» **Data provided**
──────────
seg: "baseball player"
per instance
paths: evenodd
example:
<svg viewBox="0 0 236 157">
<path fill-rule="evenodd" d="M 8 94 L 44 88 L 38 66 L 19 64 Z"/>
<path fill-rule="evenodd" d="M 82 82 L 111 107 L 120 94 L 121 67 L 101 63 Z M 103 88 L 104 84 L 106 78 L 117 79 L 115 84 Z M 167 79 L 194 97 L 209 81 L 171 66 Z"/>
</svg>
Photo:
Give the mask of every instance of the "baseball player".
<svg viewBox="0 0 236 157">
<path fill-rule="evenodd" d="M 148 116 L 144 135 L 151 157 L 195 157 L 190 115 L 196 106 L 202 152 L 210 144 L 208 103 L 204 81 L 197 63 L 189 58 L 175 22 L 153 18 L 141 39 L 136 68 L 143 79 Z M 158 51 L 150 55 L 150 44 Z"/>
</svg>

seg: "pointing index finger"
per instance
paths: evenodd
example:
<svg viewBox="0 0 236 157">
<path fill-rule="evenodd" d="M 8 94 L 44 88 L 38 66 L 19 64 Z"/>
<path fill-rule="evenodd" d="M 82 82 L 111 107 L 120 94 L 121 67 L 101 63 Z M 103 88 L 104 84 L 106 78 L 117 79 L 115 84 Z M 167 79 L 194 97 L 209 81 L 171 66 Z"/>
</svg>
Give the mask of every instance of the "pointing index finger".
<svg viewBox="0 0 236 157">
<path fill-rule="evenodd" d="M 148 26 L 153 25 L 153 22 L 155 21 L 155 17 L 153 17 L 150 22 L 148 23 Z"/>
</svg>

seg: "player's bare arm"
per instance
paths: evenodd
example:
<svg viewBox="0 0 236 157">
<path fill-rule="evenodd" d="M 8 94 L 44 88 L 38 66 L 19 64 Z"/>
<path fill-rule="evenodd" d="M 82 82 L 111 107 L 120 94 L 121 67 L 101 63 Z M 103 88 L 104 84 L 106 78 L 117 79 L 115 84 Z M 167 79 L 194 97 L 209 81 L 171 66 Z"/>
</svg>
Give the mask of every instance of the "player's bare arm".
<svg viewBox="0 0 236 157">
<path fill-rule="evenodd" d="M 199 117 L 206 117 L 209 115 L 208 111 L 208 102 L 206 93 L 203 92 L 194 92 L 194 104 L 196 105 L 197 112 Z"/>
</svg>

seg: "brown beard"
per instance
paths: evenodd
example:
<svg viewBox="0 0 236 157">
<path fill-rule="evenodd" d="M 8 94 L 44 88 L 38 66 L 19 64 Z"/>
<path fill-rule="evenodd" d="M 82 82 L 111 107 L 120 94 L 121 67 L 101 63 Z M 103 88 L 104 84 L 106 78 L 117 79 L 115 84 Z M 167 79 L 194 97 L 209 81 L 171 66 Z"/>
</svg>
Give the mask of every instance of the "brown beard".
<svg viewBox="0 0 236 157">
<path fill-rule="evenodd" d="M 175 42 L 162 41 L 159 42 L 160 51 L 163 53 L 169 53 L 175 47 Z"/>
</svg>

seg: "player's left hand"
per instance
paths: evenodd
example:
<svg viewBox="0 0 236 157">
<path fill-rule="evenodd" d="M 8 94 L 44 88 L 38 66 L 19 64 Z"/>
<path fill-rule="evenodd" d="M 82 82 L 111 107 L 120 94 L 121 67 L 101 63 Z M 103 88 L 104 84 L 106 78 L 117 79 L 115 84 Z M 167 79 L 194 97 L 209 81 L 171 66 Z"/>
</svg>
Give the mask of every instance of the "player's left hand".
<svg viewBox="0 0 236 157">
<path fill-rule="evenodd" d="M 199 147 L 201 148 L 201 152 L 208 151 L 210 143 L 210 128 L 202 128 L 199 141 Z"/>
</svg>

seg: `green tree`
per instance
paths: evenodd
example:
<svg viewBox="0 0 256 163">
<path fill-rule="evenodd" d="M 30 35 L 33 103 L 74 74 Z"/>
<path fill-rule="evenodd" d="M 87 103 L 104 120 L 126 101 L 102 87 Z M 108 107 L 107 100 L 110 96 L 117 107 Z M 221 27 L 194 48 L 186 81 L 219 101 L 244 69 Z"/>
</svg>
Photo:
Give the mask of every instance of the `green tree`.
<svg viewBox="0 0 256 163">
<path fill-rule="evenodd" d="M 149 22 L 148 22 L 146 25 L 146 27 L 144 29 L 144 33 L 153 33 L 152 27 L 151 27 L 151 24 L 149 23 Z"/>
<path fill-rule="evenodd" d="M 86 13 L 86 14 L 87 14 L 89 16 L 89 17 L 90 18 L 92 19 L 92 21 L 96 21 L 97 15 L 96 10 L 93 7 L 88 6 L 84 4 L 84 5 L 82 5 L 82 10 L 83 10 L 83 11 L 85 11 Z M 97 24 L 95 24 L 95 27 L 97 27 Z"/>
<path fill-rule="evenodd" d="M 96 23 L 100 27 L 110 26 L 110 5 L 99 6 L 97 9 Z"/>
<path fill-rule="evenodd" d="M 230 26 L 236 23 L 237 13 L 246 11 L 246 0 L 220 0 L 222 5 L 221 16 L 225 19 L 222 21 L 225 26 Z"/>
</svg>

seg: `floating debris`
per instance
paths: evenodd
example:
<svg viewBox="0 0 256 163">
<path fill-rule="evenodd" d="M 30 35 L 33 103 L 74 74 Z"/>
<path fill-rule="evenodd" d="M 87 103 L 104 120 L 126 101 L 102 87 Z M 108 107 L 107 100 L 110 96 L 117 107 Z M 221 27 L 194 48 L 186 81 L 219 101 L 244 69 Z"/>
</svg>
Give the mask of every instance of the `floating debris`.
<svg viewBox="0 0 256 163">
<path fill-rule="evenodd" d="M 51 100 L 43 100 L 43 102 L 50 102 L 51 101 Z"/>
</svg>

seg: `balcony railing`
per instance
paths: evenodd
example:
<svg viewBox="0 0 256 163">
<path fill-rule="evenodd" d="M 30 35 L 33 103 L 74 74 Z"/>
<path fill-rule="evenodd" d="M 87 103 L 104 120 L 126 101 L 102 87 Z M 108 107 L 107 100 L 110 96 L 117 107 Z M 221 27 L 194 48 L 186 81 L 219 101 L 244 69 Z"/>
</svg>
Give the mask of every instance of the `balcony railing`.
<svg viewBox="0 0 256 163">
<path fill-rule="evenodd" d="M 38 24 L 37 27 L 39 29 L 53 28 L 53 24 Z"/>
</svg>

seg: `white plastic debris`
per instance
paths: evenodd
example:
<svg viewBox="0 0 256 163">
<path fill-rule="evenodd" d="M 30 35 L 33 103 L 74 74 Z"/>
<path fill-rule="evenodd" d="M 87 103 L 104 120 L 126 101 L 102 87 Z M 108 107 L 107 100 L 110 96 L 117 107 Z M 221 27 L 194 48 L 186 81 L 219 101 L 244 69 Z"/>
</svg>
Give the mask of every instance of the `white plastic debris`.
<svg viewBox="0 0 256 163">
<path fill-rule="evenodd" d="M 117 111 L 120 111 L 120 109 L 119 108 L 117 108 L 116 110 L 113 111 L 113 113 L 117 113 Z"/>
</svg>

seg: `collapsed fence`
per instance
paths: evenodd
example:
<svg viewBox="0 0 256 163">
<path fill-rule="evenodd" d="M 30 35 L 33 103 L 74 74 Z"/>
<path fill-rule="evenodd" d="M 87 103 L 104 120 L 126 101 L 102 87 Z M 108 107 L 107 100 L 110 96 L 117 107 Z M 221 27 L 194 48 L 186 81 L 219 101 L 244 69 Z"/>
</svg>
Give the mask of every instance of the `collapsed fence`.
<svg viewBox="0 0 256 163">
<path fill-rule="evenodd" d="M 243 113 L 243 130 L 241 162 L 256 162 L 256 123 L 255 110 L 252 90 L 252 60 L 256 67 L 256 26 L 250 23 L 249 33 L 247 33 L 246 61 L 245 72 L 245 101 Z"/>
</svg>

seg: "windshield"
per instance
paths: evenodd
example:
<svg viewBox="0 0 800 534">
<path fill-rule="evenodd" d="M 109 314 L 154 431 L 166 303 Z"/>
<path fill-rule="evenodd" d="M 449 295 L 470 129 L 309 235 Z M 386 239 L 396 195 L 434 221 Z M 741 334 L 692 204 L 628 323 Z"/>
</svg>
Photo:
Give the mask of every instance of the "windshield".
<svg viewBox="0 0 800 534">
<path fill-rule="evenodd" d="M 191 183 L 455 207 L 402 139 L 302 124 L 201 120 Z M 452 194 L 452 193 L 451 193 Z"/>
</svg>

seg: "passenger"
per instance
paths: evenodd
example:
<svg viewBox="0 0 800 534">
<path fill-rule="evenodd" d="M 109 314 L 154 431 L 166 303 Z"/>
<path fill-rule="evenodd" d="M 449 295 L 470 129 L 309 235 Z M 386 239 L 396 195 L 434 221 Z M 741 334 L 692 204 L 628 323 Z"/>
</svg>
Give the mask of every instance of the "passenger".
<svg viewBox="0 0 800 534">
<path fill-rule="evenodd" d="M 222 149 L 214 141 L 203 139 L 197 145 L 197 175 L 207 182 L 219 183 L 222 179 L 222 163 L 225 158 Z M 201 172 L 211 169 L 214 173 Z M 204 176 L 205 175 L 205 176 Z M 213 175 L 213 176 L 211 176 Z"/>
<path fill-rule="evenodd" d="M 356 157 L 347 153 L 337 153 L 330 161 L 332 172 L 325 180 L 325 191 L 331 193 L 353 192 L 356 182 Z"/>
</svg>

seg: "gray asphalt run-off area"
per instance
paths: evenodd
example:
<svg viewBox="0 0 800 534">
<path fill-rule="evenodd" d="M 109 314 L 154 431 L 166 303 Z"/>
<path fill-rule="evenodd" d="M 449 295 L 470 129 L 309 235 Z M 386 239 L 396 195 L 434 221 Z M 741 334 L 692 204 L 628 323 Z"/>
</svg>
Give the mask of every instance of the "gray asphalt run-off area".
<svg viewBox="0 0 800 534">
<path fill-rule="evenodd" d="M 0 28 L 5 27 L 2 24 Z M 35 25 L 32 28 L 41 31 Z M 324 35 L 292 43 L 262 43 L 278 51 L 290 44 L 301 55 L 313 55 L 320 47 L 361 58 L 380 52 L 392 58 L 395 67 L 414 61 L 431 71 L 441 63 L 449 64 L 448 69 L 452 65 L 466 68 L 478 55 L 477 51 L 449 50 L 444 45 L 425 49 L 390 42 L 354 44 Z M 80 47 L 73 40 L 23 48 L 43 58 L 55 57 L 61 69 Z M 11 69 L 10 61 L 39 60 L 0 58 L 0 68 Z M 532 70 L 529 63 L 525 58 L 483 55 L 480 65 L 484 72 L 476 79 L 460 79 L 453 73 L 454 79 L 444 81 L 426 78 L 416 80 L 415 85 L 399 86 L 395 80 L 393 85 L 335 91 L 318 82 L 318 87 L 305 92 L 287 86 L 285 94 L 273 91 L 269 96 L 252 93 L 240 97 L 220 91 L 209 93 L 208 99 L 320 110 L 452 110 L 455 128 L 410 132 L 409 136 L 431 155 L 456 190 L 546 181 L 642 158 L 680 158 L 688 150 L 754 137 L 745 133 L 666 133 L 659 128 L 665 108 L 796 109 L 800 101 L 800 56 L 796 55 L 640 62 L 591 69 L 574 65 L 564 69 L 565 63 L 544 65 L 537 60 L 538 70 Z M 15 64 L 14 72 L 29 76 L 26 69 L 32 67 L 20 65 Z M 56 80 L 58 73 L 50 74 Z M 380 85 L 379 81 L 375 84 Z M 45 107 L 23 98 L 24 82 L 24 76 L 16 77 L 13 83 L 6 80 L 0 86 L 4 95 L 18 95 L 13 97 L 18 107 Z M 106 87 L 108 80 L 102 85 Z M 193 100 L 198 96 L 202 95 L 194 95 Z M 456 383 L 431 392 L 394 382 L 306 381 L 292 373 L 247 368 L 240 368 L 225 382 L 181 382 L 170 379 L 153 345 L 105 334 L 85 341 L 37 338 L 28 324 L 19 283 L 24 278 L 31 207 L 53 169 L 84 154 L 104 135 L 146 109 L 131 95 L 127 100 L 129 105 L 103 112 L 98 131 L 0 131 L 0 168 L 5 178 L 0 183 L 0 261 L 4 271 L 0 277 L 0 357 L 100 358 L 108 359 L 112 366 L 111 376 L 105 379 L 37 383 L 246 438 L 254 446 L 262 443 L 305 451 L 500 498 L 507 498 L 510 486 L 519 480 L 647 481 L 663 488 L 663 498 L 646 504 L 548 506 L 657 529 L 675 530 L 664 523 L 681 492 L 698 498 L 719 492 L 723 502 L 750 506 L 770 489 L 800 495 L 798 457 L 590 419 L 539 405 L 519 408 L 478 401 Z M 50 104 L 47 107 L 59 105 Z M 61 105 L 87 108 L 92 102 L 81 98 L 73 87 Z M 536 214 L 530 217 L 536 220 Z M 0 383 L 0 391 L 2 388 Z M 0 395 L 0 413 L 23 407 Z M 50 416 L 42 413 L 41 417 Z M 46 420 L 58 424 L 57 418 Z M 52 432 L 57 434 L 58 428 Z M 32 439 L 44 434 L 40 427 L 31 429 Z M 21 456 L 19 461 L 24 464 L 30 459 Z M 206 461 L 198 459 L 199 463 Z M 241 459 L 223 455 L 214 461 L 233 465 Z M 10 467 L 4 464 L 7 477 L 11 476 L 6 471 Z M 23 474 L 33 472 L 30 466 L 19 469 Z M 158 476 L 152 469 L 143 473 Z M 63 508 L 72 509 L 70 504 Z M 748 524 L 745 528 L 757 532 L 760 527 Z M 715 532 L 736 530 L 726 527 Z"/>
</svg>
──────────
» **Your objective**
How many lines of the records above contain the string "baseball"? Reply with the number alone.

» **Task solution**
2